A by-election for the United Kingdom parliamentary constituency of the City of Chester was held on 1 December 2022, following the appointment of incumbent member of Parliament Chris Matheson as Crown Steward and Bailiff of the Chiltern Hundreds on 21 October 2022 after accusations of sexual misconduct and a recommendation from the Independent Expert Panel that he be suspended from the House of Commons for four weeks.

This was the first by-election to be held during both the reign of King Charles III and the premiership of Rishi Sunak. It was also the first by-election in North West England since the 2017 Copeland by-election, the first in a parliamentary constituency in Cheshire since the 2008 Crewe and Nantwich by-election, and the penultimate by-election of 2022. The by-election was won by Samantha Dixon of the Labour Party. The 14-point swing was Labour's best-ever result in the seat, and the worst result for the Conservative Party in Chester since 1832 (as its precursor, the Tories). The by-election was held two weeks before a by-election in Stretford and Urmston in nearby Greater Manchester.

Background 

The City of Chester constituency is one of the country's oldest, having elected members of parliament since 1545. The constituency is in western Cheshire, alongside Flintshire on the England–Wales border. The constituency covers the cathedral city of the same name and the surrounding rural areas. The constituency varies by social class, including middle-class areas such as Upton-by-Chester and the large rural former council estate of Blacon.

**RECORDS SHOWN**
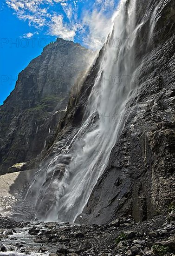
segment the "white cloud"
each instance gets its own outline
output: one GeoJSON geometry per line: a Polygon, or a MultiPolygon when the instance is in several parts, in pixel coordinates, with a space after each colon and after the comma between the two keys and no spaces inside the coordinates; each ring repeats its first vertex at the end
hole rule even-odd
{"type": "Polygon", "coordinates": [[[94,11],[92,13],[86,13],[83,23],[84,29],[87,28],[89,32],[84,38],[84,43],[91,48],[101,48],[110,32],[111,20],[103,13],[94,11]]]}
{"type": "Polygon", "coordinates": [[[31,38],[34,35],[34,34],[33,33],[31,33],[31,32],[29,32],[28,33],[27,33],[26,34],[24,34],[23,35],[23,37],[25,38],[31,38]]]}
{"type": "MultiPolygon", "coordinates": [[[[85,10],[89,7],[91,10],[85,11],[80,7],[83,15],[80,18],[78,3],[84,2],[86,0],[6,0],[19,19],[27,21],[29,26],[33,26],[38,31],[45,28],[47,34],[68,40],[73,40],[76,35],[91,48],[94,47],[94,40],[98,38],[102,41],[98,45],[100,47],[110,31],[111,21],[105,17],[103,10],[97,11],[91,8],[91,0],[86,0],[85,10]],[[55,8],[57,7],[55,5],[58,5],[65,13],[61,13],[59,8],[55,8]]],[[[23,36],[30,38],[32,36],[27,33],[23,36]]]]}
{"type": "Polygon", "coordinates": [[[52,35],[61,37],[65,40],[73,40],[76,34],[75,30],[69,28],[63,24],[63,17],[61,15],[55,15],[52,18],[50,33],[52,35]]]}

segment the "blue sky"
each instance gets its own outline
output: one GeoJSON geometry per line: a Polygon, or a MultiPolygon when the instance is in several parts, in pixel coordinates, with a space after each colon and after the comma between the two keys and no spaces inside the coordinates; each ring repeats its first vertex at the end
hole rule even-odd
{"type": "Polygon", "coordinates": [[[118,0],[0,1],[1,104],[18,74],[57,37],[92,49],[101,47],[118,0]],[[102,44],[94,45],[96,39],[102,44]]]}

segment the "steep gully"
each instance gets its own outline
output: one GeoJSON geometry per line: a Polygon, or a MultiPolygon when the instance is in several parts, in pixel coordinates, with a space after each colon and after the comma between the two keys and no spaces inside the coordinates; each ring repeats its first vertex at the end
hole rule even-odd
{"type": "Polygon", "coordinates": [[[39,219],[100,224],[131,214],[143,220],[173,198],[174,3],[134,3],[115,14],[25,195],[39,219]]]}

**TASKS AND EXERCISES**
(a) In the Chester by-election text, list every other by-election it mentions by place name.
(b) According to the Chester by-election text, who won the by-election, and for which party?
The records come from a separate source, not from the text.

**THE SOLUTIONS**
(a)
2017 Copeland by-election
2008 Crewe and Nantwich by-election
Stretford and Urmston by-election

(b) Samantha Dixon of the Labour Party.